Dataset entries
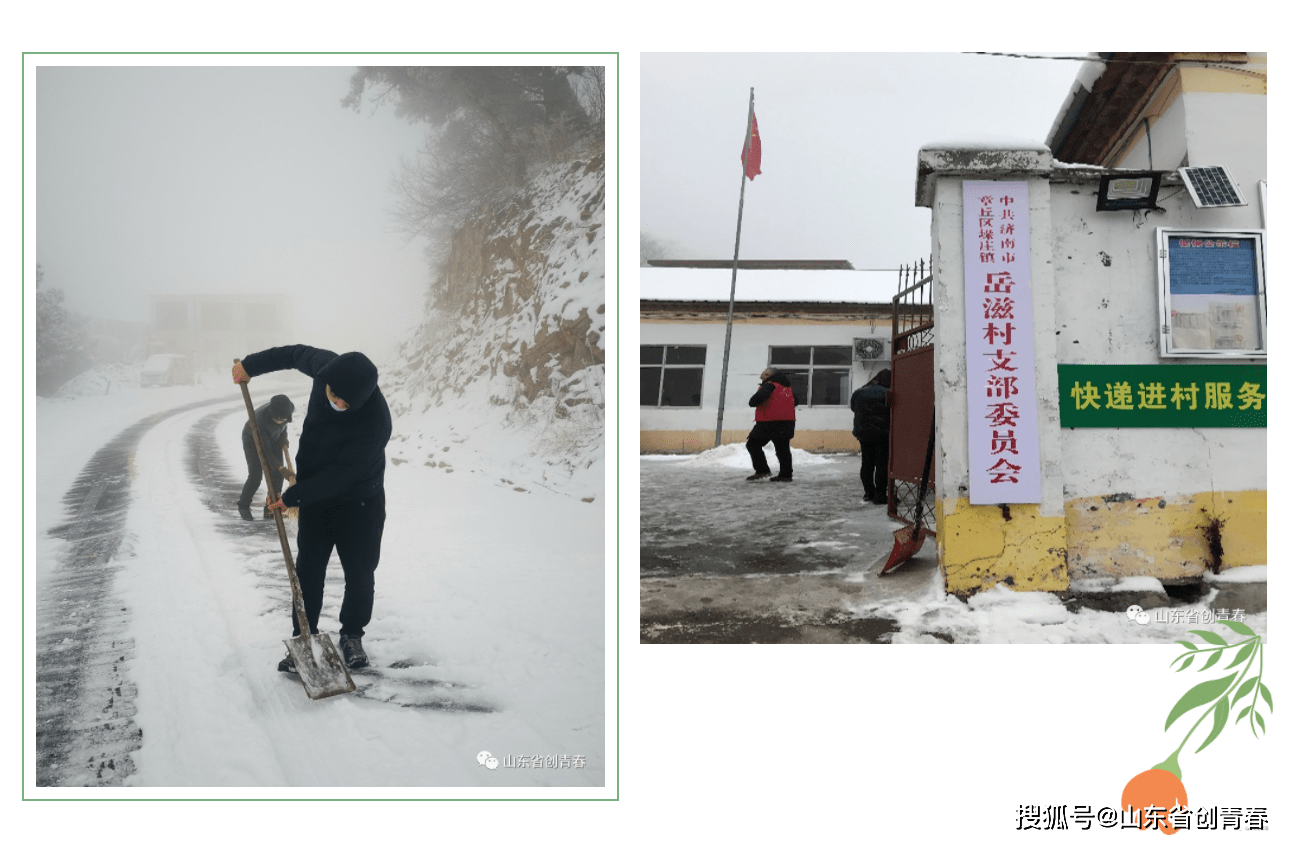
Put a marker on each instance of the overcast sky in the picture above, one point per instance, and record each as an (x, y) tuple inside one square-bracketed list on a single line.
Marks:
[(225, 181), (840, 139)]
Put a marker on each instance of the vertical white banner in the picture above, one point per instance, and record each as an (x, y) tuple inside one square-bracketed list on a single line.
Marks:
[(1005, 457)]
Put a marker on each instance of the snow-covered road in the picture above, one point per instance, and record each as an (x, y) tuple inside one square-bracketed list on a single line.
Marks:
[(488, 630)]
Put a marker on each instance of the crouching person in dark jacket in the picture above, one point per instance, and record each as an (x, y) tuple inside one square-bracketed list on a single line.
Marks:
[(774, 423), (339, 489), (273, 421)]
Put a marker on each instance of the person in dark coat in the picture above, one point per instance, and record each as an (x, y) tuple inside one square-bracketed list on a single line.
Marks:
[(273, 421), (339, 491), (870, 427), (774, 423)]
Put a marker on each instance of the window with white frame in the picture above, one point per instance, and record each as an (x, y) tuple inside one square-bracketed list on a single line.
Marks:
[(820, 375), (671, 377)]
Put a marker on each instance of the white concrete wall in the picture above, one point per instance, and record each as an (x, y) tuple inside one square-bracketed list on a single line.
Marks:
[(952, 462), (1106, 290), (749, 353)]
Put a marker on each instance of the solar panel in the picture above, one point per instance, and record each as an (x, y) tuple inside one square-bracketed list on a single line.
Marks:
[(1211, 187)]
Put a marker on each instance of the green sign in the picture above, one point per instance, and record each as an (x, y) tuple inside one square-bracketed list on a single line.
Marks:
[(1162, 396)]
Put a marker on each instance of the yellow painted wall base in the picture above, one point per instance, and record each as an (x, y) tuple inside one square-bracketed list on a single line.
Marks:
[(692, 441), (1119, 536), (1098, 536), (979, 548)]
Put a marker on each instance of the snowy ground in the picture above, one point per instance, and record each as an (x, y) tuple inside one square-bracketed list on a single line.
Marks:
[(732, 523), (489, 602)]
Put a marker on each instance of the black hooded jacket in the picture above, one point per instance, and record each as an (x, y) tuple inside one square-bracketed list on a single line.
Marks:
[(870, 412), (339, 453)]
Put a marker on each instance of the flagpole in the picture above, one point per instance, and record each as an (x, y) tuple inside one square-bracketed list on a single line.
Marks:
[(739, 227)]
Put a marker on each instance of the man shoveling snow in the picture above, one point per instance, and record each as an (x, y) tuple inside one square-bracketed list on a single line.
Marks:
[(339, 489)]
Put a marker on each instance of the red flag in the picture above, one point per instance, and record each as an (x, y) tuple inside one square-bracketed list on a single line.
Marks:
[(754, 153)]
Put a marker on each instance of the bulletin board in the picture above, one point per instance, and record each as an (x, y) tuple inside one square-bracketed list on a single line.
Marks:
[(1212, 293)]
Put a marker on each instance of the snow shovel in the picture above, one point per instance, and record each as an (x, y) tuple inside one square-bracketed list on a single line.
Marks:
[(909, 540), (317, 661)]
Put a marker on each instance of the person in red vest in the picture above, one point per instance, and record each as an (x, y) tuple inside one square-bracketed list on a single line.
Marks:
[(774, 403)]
--
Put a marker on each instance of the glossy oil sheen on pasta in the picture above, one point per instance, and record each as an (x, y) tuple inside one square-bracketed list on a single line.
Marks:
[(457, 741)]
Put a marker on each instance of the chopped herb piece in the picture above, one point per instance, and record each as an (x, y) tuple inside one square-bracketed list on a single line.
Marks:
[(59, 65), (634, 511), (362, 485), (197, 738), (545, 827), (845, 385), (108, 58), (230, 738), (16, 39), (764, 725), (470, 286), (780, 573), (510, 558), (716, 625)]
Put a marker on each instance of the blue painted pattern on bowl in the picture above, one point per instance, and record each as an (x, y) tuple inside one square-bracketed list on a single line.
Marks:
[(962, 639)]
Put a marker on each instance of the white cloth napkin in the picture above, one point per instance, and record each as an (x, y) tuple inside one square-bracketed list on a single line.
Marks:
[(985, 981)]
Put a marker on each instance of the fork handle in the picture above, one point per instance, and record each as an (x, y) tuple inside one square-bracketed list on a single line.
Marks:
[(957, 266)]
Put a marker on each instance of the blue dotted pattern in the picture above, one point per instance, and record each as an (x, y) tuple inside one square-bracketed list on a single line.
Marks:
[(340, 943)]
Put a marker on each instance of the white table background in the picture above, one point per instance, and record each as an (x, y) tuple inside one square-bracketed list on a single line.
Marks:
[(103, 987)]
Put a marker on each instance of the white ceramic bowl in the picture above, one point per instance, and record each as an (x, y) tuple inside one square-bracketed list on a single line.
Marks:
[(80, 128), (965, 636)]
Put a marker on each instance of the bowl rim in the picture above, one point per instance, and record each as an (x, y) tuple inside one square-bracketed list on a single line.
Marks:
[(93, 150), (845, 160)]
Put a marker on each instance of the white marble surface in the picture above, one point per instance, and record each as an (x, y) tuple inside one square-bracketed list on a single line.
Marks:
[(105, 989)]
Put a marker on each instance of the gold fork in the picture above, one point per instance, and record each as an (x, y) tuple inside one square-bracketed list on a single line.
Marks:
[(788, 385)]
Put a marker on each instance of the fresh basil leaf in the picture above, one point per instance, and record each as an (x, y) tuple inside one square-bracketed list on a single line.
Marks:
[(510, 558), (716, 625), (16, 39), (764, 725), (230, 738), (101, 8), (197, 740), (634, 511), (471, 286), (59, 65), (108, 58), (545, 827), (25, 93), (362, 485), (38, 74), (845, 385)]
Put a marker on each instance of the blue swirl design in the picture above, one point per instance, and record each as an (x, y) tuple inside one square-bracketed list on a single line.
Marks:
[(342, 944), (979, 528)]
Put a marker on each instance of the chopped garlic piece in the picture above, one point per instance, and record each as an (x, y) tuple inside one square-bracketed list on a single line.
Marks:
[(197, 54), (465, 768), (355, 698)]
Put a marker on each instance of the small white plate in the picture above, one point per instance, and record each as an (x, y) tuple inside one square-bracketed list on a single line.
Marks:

Required task
Convert the data above, from the line containing "Put a marker on each instance of the yellow" through the line containing "[(1212, 293)]", into a Markdown table with the columns Index and Content. Include both end lines, number the rows, and leave out any blank lines.

Solved exercise
| Index | Content |
|---|---|
| 1 | Put a marker on each instance of the yellow painted wall base in the picture above, one point per instance, and record each as an (x, y) tuple inside one square-bracketed list on a single line. |
| 2 | Marks: |
| 3 | [(692, 441), (1119, 536), (1098, 536), (979, 548)] |
| 4 | Put a marker on each instance of the snowy ground in the picture above, one point per instance, and record each as an (x, y) tuple inside one square-bracketed list on a single line. |
| 5 | Marks: |
| 6 | [(732, 523), (489, 602)] |
| 7 | Put a marker on each instance of the black hooded jacket in the picture above, one point per instance, and record each as an (x, y) tuple inside one square-bracketed list on a single line. |
| 8 | Marks: |
| 9 | [(870, 412), (339, 453)] |
| 10 | Put a marker on each instance of the flagpole in the picture above, one point per instance, and record each as an (x, y) tuple inside one square-bracketed list on a single line. |
| 11 | Marks: |
| 12 | [(739, 227)] |
| 13 | Put a marker on each instance of the man shoveling snow in the picture above, one point per instance, and record each as an (x, y) tuple inside one square-bracketed list on a single line. |
| 14 | Marks: |
| 15 | [(339, 489)] |
| 16 | Put a marker on each instance of the red flag in the picture above, one point per instance, and record each as an (x, y) tuple inside one square-bracketed list on a single line. |
| 17 | Marks: |
| 18 | [(754, 153)] |
| 19 | Put a marker on each instance of the bulletin board in the picture above, one point per instance, and record each as an (x, y) tuple inside one square-bracketed list on a single line. |
| 20 | Marks: |
| 21 | [(1212, 293)] |